Pichia pastoris Rppa09976 is a peroxisomal membrane- associated ACBP domain-containing protein, delivered to peroxisomes from the ER, and is required for their selective degradation
- Author(s): Ozeki, Katharine
- et al.
It is imperative for organisms to find a way to recycle and degrade cytoplasmic constituents and eliminate unnecessary organelles. Autophagy is a tightly-regulated, non-selective degradation process that plays an integral role in cellular homeostasis by sequestering ubiquitous proteins or organelles, and delivers such cargo to the vacuole so that they may be degraded and their constituents recycled. For instance, peroxisomes are single membrane-bound organelles required for certain metabolic pathways including both alpha- and beta- oxidation of fatty acids, decomposition of harmful hydrogen peroxide molecules, the production of penicillin in certain fungi and photorespiration in plants. When peroxisomes become redundant, they are selectively delivered to the vacuole in an autophagy-related pathway, termed pexophagy. While most proteins required for autophagy are also required for pexophagy, only two proteins, Atg26 and Atg30, are known to be solely required for pexophagy, but not autophagy-related pathways. Here, we identified a novel peroxisomal membrane-associated acyl -CoA binding protein (ACBP) domain-containing protein, Rppa09976, also required for the selective degradation of peroxisomes, but dispensable for other autophagy-related pathways. Unlike most peroxisomal membrane proteins, Rppa09976 is a type II PMP, trafficking from the ER to peroxisomes, and degrades independent of pexophagy, autophagy and vacuolar proteolysis. Furthermore, we have identified a putative mammalian homolog, the murine peroxisomal MmAcbd5 protein, which, like Rppa09976, contains an N-terminal acyl-CoA binding protein (ACBP) domain. This discovery has led to a deeper understanding of the mechanism underlying the selective sequestration and degradation of peroxisomes, a process that may apply to higher organisms.

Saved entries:
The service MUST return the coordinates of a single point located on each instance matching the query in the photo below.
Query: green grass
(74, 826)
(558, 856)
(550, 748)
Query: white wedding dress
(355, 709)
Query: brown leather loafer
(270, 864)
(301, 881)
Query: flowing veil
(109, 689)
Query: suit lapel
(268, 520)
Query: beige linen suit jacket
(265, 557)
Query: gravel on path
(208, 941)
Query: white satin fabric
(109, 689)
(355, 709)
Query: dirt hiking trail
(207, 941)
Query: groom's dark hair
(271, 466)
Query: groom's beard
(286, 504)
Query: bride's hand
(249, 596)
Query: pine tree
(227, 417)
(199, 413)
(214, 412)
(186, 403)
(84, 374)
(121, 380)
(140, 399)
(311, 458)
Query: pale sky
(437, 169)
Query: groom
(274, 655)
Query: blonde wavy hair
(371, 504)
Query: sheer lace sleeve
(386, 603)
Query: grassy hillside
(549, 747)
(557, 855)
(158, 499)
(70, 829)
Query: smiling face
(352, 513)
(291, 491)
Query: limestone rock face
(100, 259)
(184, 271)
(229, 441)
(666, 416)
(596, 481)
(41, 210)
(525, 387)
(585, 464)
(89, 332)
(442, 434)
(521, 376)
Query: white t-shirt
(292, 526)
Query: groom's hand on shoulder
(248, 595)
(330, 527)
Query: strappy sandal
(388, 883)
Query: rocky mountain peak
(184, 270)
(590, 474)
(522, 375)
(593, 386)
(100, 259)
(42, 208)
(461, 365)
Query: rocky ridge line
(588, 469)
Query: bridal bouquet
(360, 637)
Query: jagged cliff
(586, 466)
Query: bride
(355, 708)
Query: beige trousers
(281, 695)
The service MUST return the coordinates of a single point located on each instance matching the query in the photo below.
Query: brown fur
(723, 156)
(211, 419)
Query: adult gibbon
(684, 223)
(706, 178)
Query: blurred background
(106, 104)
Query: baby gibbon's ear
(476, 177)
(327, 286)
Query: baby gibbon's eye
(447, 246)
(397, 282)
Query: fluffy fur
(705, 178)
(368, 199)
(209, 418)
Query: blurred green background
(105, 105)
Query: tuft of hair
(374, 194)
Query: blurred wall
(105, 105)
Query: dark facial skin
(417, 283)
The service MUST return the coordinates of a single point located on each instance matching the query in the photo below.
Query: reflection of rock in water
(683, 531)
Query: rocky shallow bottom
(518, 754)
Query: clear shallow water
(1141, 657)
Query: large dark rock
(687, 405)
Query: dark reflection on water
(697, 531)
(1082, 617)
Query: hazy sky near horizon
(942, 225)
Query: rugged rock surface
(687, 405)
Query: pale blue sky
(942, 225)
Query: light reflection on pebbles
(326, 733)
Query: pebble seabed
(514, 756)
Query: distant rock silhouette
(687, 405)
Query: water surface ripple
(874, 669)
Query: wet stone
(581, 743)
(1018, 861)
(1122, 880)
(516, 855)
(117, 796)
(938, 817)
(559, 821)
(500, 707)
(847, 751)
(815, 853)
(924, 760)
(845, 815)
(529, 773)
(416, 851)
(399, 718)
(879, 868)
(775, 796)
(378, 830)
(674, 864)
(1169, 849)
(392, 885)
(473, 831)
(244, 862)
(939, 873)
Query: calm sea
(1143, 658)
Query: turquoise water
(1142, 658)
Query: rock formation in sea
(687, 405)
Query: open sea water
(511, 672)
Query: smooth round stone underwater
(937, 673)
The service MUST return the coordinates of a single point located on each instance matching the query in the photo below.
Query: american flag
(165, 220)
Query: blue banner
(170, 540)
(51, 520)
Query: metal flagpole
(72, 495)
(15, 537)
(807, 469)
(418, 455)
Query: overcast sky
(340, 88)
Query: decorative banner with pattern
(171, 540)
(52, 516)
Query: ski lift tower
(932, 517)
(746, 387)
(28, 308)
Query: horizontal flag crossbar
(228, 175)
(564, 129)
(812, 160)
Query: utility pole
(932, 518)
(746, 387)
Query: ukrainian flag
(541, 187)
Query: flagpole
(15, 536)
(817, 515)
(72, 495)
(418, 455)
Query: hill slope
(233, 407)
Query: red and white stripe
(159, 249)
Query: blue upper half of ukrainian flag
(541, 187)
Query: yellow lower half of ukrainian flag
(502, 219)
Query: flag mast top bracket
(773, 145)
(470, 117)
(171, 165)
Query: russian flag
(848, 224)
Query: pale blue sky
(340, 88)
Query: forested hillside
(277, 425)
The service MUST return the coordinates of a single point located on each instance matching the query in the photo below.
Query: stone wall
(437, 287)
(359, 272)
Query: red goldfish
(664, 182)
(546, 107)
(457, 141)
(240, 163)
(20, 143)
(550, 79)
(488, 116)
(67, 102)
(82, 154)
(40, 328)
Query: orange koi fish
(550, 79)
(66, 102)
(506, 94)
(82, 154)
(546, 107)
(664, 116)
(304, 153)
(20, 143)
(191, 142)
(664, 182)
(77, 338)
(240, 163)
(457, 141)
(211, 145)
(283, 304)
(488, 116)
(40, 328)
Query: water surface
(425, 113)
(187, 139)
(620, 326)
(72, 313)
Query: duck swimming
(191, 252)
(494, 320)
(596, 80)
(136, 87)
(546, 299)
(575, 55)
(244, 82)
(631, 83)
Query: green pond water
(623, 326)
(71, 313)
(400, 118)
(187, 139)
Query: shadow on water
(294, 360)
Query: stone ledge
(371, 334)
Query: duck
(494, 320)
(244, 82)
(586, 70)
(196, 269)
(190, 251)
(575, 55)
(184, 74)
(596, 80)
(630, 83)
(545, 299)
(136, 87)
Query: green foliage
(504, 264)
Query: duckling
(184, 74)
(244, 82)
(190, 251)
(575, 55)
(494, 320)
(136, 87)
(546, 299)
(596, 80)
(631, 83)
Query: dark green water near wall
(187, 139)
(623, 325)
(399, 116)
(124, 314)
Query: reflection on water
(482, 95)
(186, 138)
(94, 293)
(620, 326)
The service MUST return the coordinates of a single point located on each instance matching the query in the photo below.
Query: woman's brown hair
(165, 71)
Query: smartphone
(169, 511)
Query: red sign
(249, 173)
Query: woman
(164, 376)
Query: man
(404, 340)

_ABOUT THIS TASK:_
Answer these questions about the Rppa09976 abstract:
(a) Which two proteins does the abstract say are known to be solely required for pexophagy?
(b) What type of peroxisomal membrane protein is Rppa09976?
(c) Which murine protein is identified as a putative mammalian homolog?

_SOLUTION TO THE PROBLEM:_
(a) Atg26 and Atg30
(b) A type II PMP
(c) The murine peroxisomal MmAcbd5 protein